===== Available data =====
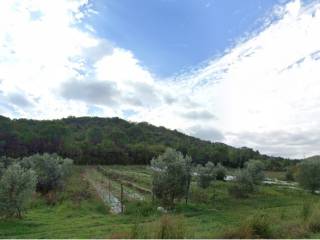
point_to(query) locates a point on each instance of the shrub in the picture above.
(51, 170)
(243, 186)
(220, 172)
(171, 176)
(308, 176)
(206, 174)
(306, 210)
(170, 227)
(314, 221)
(255, 169)
(200, 195)
(16, 187)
=====
Aim of the exercise:
With the pictures omitted, restate every entry above word for word.

Solution to this exercise:
point_to(query) locates a point on each instance of the shrub in the picture above.
(51, 170)
(243, 186)
(220, 172)
(171, 176)
(308, 176)
(206, 174)
(306, 210)
(170, 227)
(314, 221)
(255, 169)
(200, 195)
(16, 187)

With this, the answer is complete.